FONTE:
****************
Os fenômenos espíritas, assim como os fenômenos magnéticos, antes que se lhes conhecesse a causa, foram tidos à conta de prodígios. Ora, como os cépticos, os Espíritos fortes, isto é, aqueles que julgam deter o privilégio exclusivo da razão e do bom-senso, não acreditam que uma coisa seja possível pelo fato de não a compreenderem; eis por que todos os fatos reputados prodigiosos são objeto de zombaria; e como a religião contém um grande número de fatos desse gênero, nela não acreditam. Daí à incredulidade absoluta não existe senão um passo.

Explicando a maioria desses fatos, o Espiritismo dá-lhes uma razão de ser. Vem, portanto, em auxílio da religião, demonstrando a possibilidade de certos fatos que, por não terem mais o caráter miraculoso, nem por isso são menos extraordinários, e Deus não é menor nem menos poderoso por não haver derrogado suas leis.

De quantas pilhérias não foram objeto as levitações de São Cupertino? Ora, a suspensão etérea dos corpos pesados é um fato demonstrado e explicado pelo Espiritismo; nós mesmos fomos testemunha ocular e o Sr. Home, assim como outras pessoas do nosso conhecimento, repetiram várias vezes o fenômeno produzido por São Cupertino; portanto, esse fenômeno entra na ordem das coisas naturais. No número dos fatos desse gênero devem-se colocar em primeira linha as aparições, por serem as mais frequentes. A aparição de Salette, †  que divide o próprio clero, para nós nada tem de insólita. Certamente não podemos afirmar que o fato ocorreu, porque dele não temos a prova material; mas para nós ele é possível, desde que milhares de fatos análogos recentes nos são conhecidos; cremos neles não apenas porque sua realidade é constatada por nós, mas, sobretudo, porque conhecemos perfeitamente a maneira pela qual se produzem. Reportem-se à teoria que demos das aparições e verão que esse fenômeno se torna tão simples e tão plausível quanto uma porção de fenômenos físicos, que somente são considerados prodigiosos porque nos falta possuir a sua chave.

Quanto à pessoa que se apresentou a Salette, é outra questão; sua identidade de modo algum está demonstrada. Constatamos apenas que ocorreu uma aparição; o resto não é da nossa competência. Nosso objetivo também não é examinar se Deus pode derrogar as suas leis ao fazer milagres, no verdadeiro sentido da palavra; trata-se de uma questão de teologia que não entra em nossas cogitações. Que cada um, portanto, guarde as suas convicções a esse respeito, pois o Espiritismo não tem por que se ocupar com isso; apenas dizemos que os fatos produzidos pelo Espiritismo nos revelam leis novas e nos dão a chave de uma multidão de coisas que pareciam sobrenaturais. Se alguns deles, que passavam por miraculosos, encontraram uma explicação lógica e uma razão de ser no Espiritismo, é mais um motivo para não nos apressarmos em negar aquilo que não compreendemos.
****************
PROBLEMA A: De acordo com o texto sobre os fenômenos espíritas, por que as aparições devem ser colocadas em primeira linha entre os fatos desse gênero?

Registros de dados sobre a localização de objetos:
****************
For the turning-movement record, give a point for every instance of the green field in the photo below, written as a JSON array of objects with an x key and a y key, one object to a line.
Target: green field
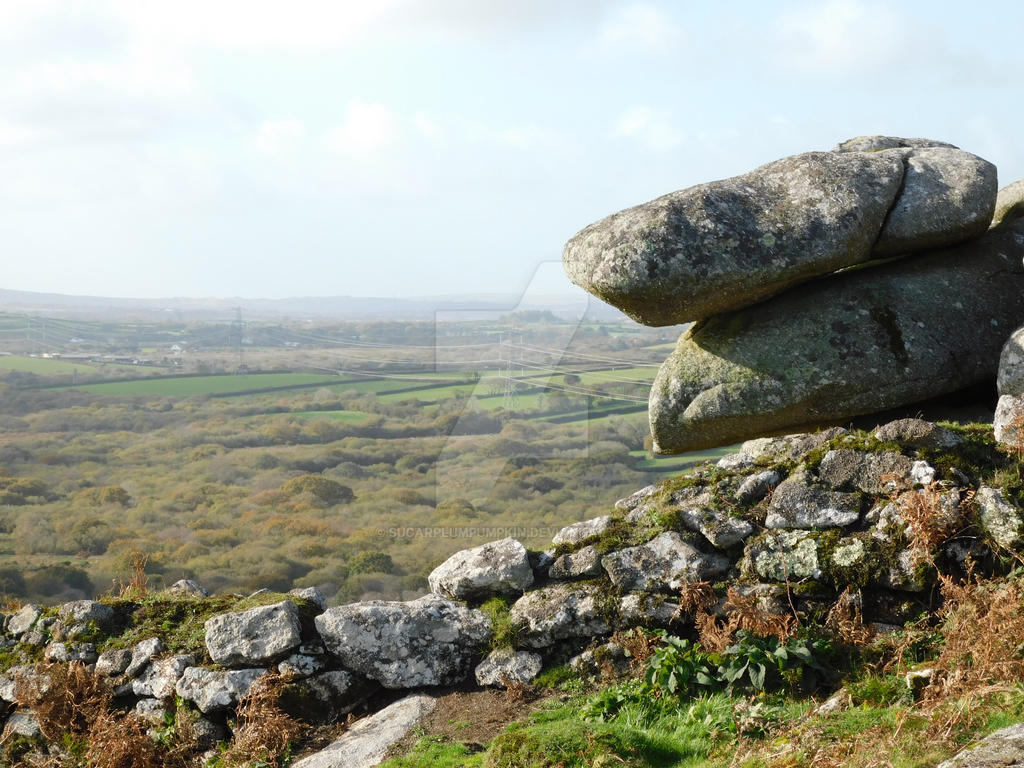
[
  {"x": 41, "y": 366},
  {"x": 186, "y": 386}
]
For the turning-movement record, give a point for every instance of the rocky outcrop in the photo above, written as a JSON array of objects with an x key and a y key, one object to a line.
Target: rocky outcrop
[
  {"x": 552, "y": 613},
  {"x": 429, "y": 641},
  {"x": 495, "y": 568},
  {"x": 663, "y": 564},
  {"x": 822, "y": 287},
  {"x": 366, "y": 743},
  {"x": 725, "y": 245},
  {"x": 860, "y": 342},
  {"x": 504, "y": 667},
  {"x": 1005, "y": 748},
  {"x": 254, "y": 636}
]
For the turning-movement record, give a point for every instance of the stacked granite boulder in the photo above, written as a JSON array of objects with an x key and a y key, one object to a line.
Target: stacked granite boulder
[{"x": 822, "y": 286}]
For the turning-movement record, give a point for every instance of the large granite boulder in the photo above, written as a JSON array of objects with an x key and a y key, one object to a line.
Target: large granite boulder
[
  {"x": 1009, "y": 203},
  {"x": 505, "y": 666},
  {"x": 215, "y": 689},
  {"x": 724, "y": 245},
  {"x": 253, "y": 637},
  {"x": 495, "y": 568},
  {"x": 858, "y": 343},
  {"x": 1010, "y": 379},
  {"x": 429, "y": 641},
  {"x": 366, "y": 742},
  {"x": 663, "y": 564},
  {"x": 1005, "y": 748},
  {"x": 552, "y": 613},
  {"x": 799, "y": 504}
]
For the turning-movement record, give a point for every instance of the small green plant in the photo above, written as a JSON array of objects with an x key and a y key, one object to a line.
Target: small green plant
[
  {"x": 678, "y": 668},
  {"x": 767, "y": 664}
]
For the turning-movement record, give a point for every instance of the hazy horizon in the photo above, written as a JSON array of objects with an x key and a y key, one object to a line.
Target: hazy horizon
[{"x": 401, "y": 148}]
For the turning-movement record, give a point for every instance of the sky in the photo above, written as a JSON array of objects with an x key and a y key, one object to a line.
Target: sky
[{"x": 417, "y": 147}]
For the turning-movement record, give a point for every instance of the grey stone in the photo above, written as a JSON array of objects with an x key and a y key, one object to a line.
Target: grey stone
[
  {"x": 877, "y": 473},
  {"x": 635, "y": 499},
  {"x": 113, "y": 663},
  {"x": 638, "y": 609},
  {"x": 918, "y": 433},
  {"x": 505, "y": 666},
  {"x": 558, "y": 612},
  {"x": 366, "y": 742},
  {"x": 791, "y": 446},
  {"x": 1000, "y": 519},
  {"x": 584, "y": 562},
  {"x": 496, "y": 568},
  {"x": 858, "y": 343},
  {"x": 579, "y": 531},
  {"x": 663, "y": 564},
  {"x": 211, "y": 690},
  {"x": 67, "y": 652},
  {"x": 311, "y": 594},
  {"x": 724, "y": 245},
  {"x": 81, "y": 611},
  {"x": 731, "y": 462},
  {"x": 723, "y": 530},
  {"x": 187, "y": 588},
  {"x": 784, "y": 556},
  {"x": 160, "y": 678},
  {"x": 998, "y": 750},
  {"x": 1010, "y": 379},
  {"x": 255, "y": 636},
  {"x": 604, "y": 662},
  {"x": 24, "y": 723},
  {"x": 922, "y": 473},
  {"x": 142, "y": 653},
  {"x": 796, "y": 504},
  {"x": 151, "y": 710},
  {"x": 1008, "y": 422},
  {"x": 1009, "y": 203},
  {"x": 24, "y": 620},
  {"x": 300, "y": 665},
  {"x": 429, "y": 641},
  {"x": 756, "y": 486},
  {"x": 948, "y": 197}
]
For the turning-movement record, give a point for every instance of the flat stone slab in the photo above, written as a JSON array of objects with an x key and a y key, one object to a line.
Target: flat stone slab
[
  {"x": 366, "y": 743},
  {"x": 857, "y": 343},
  {"x": 1005, "y": 748},
  {"x": 728, "y": 244},
  {"x": 413, "y": 644},
  {"x": 495, "y": 568},
  {"x": 663, "y": 564}
]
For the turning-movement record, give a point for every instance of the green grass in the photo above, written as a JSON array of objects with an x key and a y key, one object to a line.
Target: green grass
[
  {"x": 349, "y": 417},
  {"x": 187, "y": 386}
]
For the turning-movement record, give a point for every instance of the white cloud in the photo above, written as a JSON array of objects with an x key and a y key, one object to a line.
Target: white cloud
[
  {"x": 279, "y": 138},
  {"x": 428, "y": 126},
  {"x": 368, "y": 128},
  {"x": 650, "y": 127},
  {"x": 867, "y": 38},
  {"x": 521, "y": 137},
  {"x": 640, "y": 27}
]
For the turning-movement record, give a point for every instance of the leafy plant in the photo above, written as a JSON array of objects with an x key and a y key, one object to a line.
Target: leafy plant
[
  {"x": 677, "y": 668},
  {"x": 766, "y": 663}
]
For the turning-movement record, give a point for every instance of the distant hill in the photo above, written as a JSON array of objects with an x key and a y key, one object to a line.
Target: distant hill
[{"x": 323, "y": 307}]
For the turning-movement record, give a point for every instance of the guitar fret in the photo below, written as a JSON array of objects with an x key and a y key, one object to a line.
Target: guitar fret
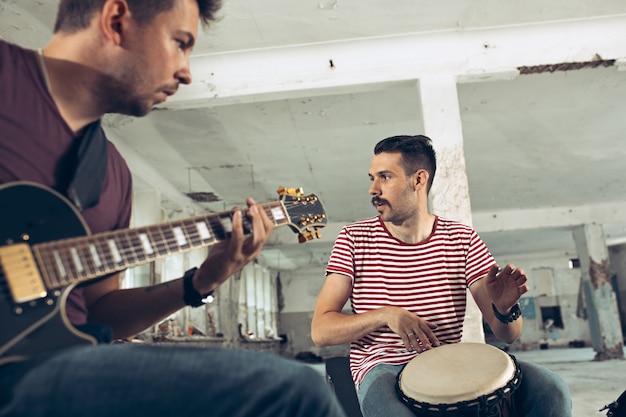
****************
PROBLEMA B: Repita nos registros as linhas que vão da que contém "the green grass" até o final dos registros, incluindo ambas as pontas. Deixe as imagens de fora da resposta.

RESULTADO DO EXERCÍCIO A: Porque são as mais frequentes.

RESULTADO DO EXERCÍCIO B:
For the turning-movement record, give a point for every instance of the green grass in the photo above, written as a JSON array of objects with an x key and a y key, one object to a line.
Target: green grass
[
  {"x": 349, "y": 417},
  {"x": 187, "y": 386}
]
For the turning-movement record, give a point for every instance of the white cloud in the photo above, written as a JSON array of objects with an x key and a y key, one object to a line.
Target: white cloud
[
  {"x": 279, "y": 138},
  {"x": 428, "y": 126},
  {"x": 368, "y": 128},
  {"x": 650, "y": 127},
  {"x": 867, "y": 38},
  {"x": 521, "y": 137},
  {"x": 640, "y": 27}
]
For the turning-movement record, give a point for every instance of the leafy plant in the photo above, written as a JSON array of objects with an x key and a y key, one object to a line.
Target: leafy plant
[
  {"x": 677, "y": 668},
  {"x": 766, "y": 663}
]
For the turning-movement record, give a point for every instance of the distant hill in the photo above, written as a JSON array of objects with an x key and a y key, one object to a line.
Target: distant hill
[{"x": 323, "y": 307}]
For the turning-movement record, give a point for every instance of the guitar fret in the photo below, written as a JSON array of objects with an x key and a y key, one object to a line.
Target: guitar fret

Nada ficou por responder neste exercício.